» **PASSAGE TO READ**
<<<<
But there is more. It’s not just the whole grains causing the gut damage. Grain byproducts are what is left over when the offending lectin laden skin is removed (wheat germ, wheat middlings, rice bran, oat hulls, sugar beet pulp). Rather than discard this, grain manufacturers have found a new home for them as fillers in horse feed. And of course there is more.

The storage of grain is not usually in climate controlled and dry areas. Because of this, most corn in the United states (and coffee beans for that matter) have mold growing on it. These molds of course are on the outer layers and that is exactly what we are getting when grain byproducts are put into animal feed. The same holds true for whole grains. Mold damaged grains are less expensive and because of this are used in many animal feeds where human consumption of the animal does not occur (the best grains are fed to animals before slaughter). I have yet to see a bag of horse feed that says “Our grains are tested and are mold free.” Forgive me if there is one but it is not a main stream feed.

The continuous feeding of sugars from the starch of grain, the lectins of grains and the molds of grains all contribute to the gut wall being damaged which then leaks inflammatory materials into the body. This leads to the disruption of the power plants of the cells (the mitochondria - in another future blog) which leads to dysfunction of many body systems which leads to most if not all of the diseases we see in horses today.
>>>>
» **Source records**
<<<<
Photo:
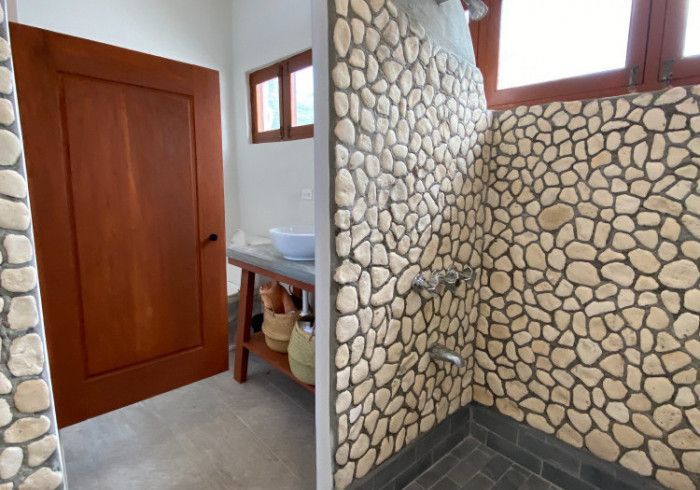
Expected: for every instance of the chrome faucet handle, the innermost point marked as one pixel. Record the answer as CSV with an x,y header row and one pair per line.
x,y
439,352
467,274
431,286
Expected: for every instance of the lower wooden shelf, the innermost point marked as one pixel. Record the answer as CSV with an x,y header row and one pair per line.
x,y
278,360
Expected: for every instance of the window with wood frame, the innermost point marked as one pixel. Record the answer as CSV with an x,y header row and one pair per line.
x,y
282,100
536,52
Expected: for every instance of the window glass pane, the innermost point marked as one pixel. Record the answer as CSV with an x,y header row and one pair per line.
x,y
303,96
691,46
268,101
554,39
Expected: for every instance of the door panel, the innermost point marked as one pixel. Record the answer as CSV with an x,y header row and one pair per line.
x,y
123,155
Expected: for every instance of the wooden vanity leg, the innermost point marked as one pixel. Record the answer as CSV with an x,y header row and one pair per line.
x,y
245,313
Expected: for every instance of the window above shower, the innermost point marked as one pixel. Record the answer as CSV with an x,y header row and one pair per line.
x,y
536,52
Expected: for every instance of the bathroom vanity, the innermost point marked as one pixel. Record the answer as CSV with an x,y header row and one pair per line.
x,y
266,261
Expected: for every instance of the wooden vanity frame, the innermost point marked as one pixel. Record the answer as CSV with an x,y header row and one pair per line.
x,y
246,341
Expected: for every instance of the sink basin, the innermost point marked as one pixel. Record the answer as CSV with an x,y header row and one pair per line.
x,y
294,242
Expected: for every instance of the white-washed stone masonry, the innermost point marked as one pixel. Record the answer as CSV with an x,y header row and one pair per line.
x,y
590,291
410,124
29,455
581,220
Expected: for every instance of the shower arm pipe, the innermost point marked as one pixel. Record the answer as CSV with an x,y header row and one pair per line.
x,y
477,8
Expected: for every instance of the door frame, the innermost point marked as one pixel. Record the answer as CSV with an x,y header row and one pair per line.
x,y
60,306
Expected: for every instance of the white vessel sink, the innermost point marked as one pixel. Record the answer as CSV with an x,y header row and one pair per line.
x,y
294,242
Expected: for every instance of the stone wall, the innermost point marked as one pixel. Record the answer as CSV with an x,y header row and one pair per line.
x,y
409,125
590,296
29,456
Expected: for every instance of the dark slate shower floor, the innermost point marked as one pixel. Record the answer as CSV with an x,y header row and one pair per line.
x,y
474,466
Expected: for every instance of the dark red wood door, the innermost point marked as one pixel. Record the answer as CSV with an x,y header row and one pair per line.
x,y
123,154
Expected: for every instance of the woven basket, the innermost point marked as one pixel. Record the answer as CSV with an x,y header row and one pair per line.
x,y
277,328
301,355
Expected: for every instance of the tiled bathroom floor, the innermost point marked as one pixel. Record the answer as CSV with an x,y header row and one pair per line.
x,y
474,466
213,434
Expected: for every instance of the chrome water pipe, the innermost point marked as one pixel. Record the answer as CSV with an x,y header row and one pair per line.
x,y
441,353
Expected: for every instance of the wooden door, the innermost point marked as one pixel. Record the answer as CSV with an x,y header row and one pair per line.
x,y
123,154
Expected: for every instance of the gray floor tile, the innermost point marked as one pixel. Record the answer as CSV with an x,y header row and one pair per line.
x,y
478,482
445,484
213,434
437,471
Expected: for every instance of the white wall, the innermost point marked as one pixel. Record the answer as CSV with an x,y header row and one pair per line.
x,y
270,175
197,32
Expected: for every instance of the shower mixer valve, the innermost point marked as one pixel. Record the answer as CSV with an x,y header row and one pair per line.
x,y
438,281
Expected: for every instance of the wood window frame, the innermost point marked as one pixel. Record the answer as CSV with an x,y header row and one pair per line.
x,y
655,39
673,66
281,70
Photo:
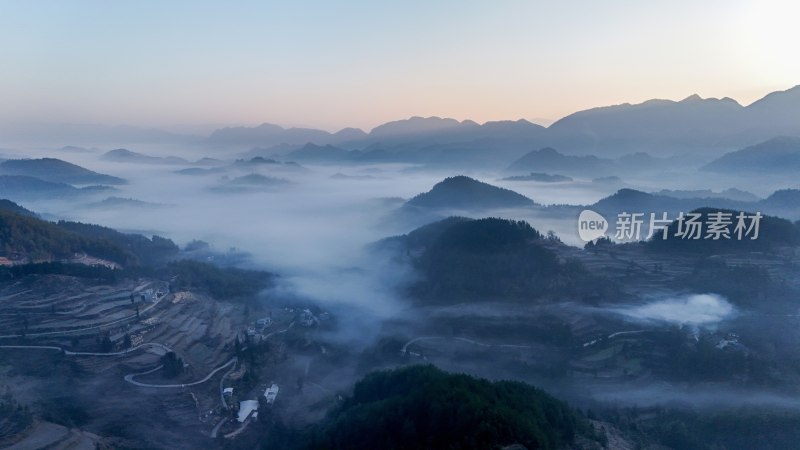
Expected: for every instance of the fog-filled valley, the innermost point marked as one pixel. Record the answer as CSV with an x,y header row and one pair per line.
x,y
155,290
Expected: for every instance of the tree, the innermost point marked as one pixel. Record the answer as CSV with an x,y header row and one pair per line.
x,y
106,345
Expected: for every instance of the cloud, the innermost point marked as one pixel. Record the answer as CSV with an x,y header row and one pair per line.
x,y
694,309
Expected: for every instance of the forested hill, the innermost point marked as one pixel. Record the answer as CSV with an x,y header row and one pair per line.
x,y
24,236
491,259
153,251
423,407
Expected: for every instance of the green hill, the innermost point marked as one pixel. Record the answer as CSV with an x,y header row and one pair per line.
x,y
422,407
40,240
56,171
490,259
461,192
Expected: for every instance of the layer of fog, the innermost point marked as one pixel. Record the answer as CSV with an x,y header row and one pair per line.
x,y
691,310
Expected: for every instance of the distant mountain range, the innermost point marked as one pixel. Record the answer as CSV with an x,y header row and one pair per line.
>>>>
» **TASKS FOR THIS EXERCISE**
A. In the passage on grains in horse feed, rewrite the paragraph beginning "The storage of grain is not usually" as a short bulleted list that keeps its main facts.
B. Continue the passage on grains in horse feed, starting after its last sentence.
The source records are separate material and have nothing to do with the passage on grains in horse feed.

» **RESULTS FOR THE EXERCISE**
A.
- Grain is usually not stored in dry, climate-controlled areas.
- As a result, most corn in the United States, and coffee beans as well, has mold growing on it.
- The mold sits on the outer layers, which are what go into animal feed as grain byproducts; whole grains carry it too.
- Mold-damaged grains cost less, so they are used in many feeds for animals that people do not eat, while the best grains go to animals headed for slaughter.
- No mainstream horse feed bag the writer has seen states that its grains are tested and mold free.

B.
The problem is that all of this information is between 2 and 10 years old and is mostly found in human studies. It is only starting to get into equine nutrition. But step into my time machine for a moment and lets go back 45 years. Did you know that suspensory injuries now are at epidemic levels but in 1973 were very rare. The dropped hind limb fetlocks that devastate horses and cause their fetlocks to drop to the ground was not even in the text books when I went to Cornell’s vet school in the early 1980’s. Developmental orthopedic disease in foals (OCD, epiphysitis, contracted tendons) became common in the 1990’s and only found on farms where grain was fed. Pituitary dysfunction (PPID) occurred but not to the extent it does now. In humans, dopamine resistance is related to sugar consumption. Pergolide, the drug used in treating PPID or Cushing’s disease, is a dopamine replacement. Hmmm… is there a connection here?

Finally, the real problem needs to be addressed. There is no money for research to assess the health benefits of not feeding grain. Grain is a multi trillion dollar business and it does not want to hear that grain may be causing disease in horses. Most people new to horses (30 years or less) only know how to feed horses using grain, grain byproducts, vegetable oils, sugar cubes, carrots and apples and trust the dealer to do no harm to their horse. Ask yourself, "Is what you are feeding your horse working?" Is he fit like an athlete or does he have Cushing’s, metabolic syndrome, laminitis, colic, suspensory injuries, cracked or malformed hooves, poor top line, skin conditions, anhydrosis (non-sweating), bad behavior (girthy, bucks, can’t clip, can’t load on a trailer), diarrhea or squirts, insulin resistance or any other issue you can’t seem to resolve?

All of these can be related to gut inflammation and the breakdown of the gut wall and leakage of contents into the horse’s body.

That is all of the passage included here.